# Document passage
J-S43006-15
NON-PRECEDENTIAL DECISION - SEE SUPERIOR COURT I.O.P. 65.37
COMMONWEALTH OF PENNSYLVANIA, IN THE SUPERIOR COURT OF
PENNSYLVANIA
Appellee
v.
JAMES BROWN,
Appellant No. 3529 EDA 2013
Appeal from the Judgment of Sentence of October 24, 2013
In the Court of Common Pleas of Philadelphia County
Criminal Division at No(s): CP-51-CR-0001988-2012
BEFORE: GANTMAN, P.J., PANELLA AND OLSON, JJ.
MEMORANDUM BY OLSON, J.: FILED AUGUST 19, 2015
Appellant, James Brown, appeals from the judgment of sentence
entered on October 24, 2013, as made final by the denial of Appellant’s
post-sentence motion on November 12, 2013. We affirm.
The trial court ably and thoroughly summarized the factual and
procedural posture of this case. As the trial court explained:
On June 3, 2011, police arrested and charged Appellant with
possession of a controlled substance with intent to deliver
[(“PWID”)], conspiracy to commit PWID, possession of an
instrument of crime [(“PIC”)],[1] and other related charges.
On June 25, 2013, Appellant proceeded to a jury trial on the
charges of PWID, conspiracy to commit PWID, and PIC.
...
____________________________________________
1
35 P.S. § 780-113(a)(30), 18 Pa.C.S.A. § 903(c), and 18 Pa.C.S.A.
§ 907(a), respectively.
J-S43006-15
[During Appellant’s trial], Police Officer Gary Francis
testified that[,] on May 24, 2011, in the late afternoon, he
[and] his partner[,] Police Officer Bradford Mitchell[, were]
conducting surveillance on the 5500 block of Crowson
Street[, in Philadelphia]. Officer Francis testified that he
was at that area with his partner based on information from
a confidential informant [(“CI”),] regarding alleged narcotics
sales on the 5500 block of Crowson Street. . . .
Officer Francis testified that they first drove by the area that
day looking specifically for the addresses of 5542 and 5534
Crowson Street, and when they did, they saw [Appellant]
and another male[, named] Darnell Cooper[,] standing on
the front porch [of] 5542 Crowson Street. The officers met
the CI and gave him/her pre-recorded buy money and
directed the CI to the location of 5542 Crowson Street.

# Material provided
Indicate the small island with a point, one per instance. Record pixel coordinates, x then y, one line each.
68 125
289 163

# Short task 1
List every full calendar date (month, day and year) that appears in the appeal memorandum.
# Short task 2
Summarize the appeal memorandum in two sentences.
# Short task 3
Pick up the appeal memorandum right after its last sentence and keep writing.
The lines above are separate material and are not part of the appeal memorandum.

# Written answer 1
October 24, 2013
November 12, 2013
August 19, 2015
June 3, 2011
June 25, 2013
May 24, 2011

# Written answer 2
James Brown appeals from a judgment of sentence entered on October 24, 2013, and the Superior Court affirms. He was arrested on June 3, 2011, and tried before a jury on charges including PWID, conspiracy to commit PWID and PIC, and at trial Officer Gary Francis testified that on May 24, 2011, while conducting surveillance on the 5500 block of Crowson Street based on a confidential informant's information, he saw Brown and Darnell Cooper on the porch of 5542 Crowson Street.

# Written answer 3
Officer Francis testified that he observed the CI approach
[Appellant] and Mr. Cooper [and begin] a conversation with
the two men. The officer testified that[,] after [] the brief
conversation, Appellant left 5542 Crowson Street and
walked down [the street] to [] go inside [of] 5534 Crowson
Street. Then Appellant came back to 5542 Crowson and
approached the CI. The CI handed [Appellant] the pre-
recorded buy money in exchange for small objects which
[Appellant gave] him. The CI left the area and met with
Officer Mitchell and gave the officer three vials containing []
crack cocaine and one packet of [] crack cocaine which was
placed on [a] property receipt.
. . . Officer Francis testified [that, on the next day, he and
Officer Mitchell] went back to the same area at around the
same time, to continue [their] investigation of [Appellant].
Officer Francis testified that . . . they again saw [Appellant]
and Mr. Cooper standing on the front porch of 5542
Crowson Street. They then went and met with the same CI
and performed the same procedure as the day before,
where the CI was given pre-recorded buy money and
directed to the same area. Officer Francis testified that he
observed the CI again approach [Appellant] and[,] after a
brief conversation, Appellant left 5542 Crowson Street,
walked down to and went inside 5534 Crowson Street[, and
came] back to 5542 Crowson[, where Appellant] accept[ed]
the pre-recorded buy money from the CI in exchange for
-2-
J-S43006-15
small objects[,] which Appellant [gave] to the CI. The CI
then left and met again with Officer Mitchell, this time
giving him two clear packets of [] crack cocaine, which
again was place[d] on [a] property receipt.
On May 31, 2011, Officer Francis testified[,] he and Officer
Mitchell went back to that same location around the same
time and again observed Appellant and Mr. Cooper standing
on the front porch of 5542 Crowson Street. Officer Francis
testified that they set up surveillance and observed two
different females approach [Appellant] at two different
times and engage in the same type of activity that the
officers had witnessed the CI had with Appellant on the two
other days. Officer Francis also testified that he contacted a
uniformed police officer to stop and [ask Appellant] and Mr.
Cooper for identification. [Appellant] was not arrested at
that time as the officers were trying to further their
investigation and to see whether there were any other
locations involved besides 5542 and 5534 Crowson Street. .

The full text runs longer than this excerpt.